• [Passage provided]
Looking Forward, Thinking Back: Roope Rainisto’s Vacation
Disembodied limbs, unsettlingly eerie scenes and profuse overcrowding are hardly desirable features of a long-awaited, hard-earned holiday. Yet, in Roope Rainisto’s collection Vacation, they are alluring clues that help us make sense of his new body of work. The collection’s images give a vibrant, nostalgic first impression, which is slowly interrupted as familiarity gives way to surreal disquiet; and references to moments in twentieth-century fashion, photography and popular cultures dissolve at the edges of recognition. In an environment where discourse about AI and artistic practice is increasingly binary, Rainisto’s work serves as a refreshing reminder of the many continuities and freedoms of generative imagery, and the creative potential of this space.

• [Data]
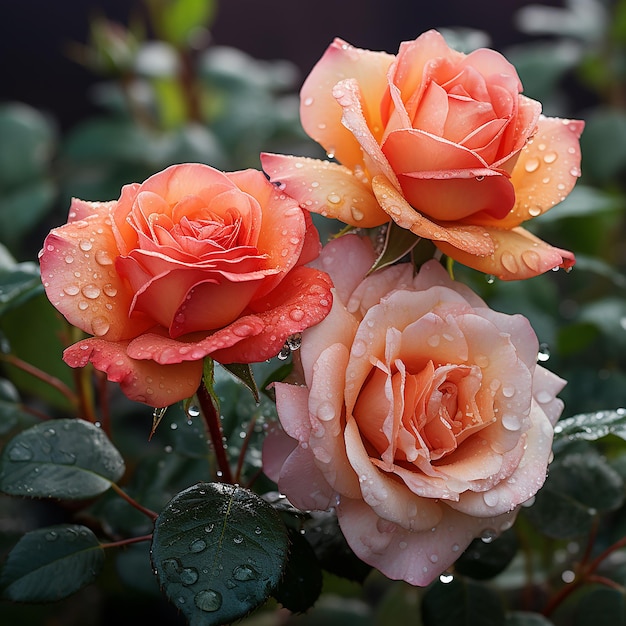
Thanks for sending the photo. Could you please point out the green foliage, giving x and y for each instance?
(219, 551)
(51, 563)
(67, 459)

• [Given instruction 1]
Answer these questions using the passage about Rainisto's Vacation:
(a) Which three things does the passage call hardly desirable features of a holiday?
(b) What first impression do the images give?
(c) How does the passage describe current discourse about AI and artistic practice?
• [Given instruction 2] Write out the part of the passage about Rainisto's Vacation that begins at the words "Looking Forward, Thinking" and stops after the words "of this space.".

• [Exercise solution 1]
(a) Disembodied limbs, unsettlingly eerie scenes and profuse overcrowding.
(b) A vibrant, nostalgic first impression.
(c) As increasingly binary.

• [Exercise solution 2]
Looking Forward, Thinking Back: Roope Rainisto’s Vacation
Disembodied limbs, unsettlingly eerie scenes and profuse overcrowding are hardly desirable features of a long-awaited, hard-earned holiday. Yet, in Roope Rainisto’s collection Vacation, they are alluring clues that help us make sense of his new body of work. The collection’s images give a vibrant, nostalgic first impression, which is slowly interrupted as familiarity gives way to surreal disquiet; and references to moments in twentieth-century fashion, photography and popular cultures dissolve at the edges of recognition. In an environment where discourse about AI and artistic practice is increasingly binary, Rainisto’s work serves as a refreshing reminder of the many continuities and freedoms of generative imagery, and the creative potential of this space.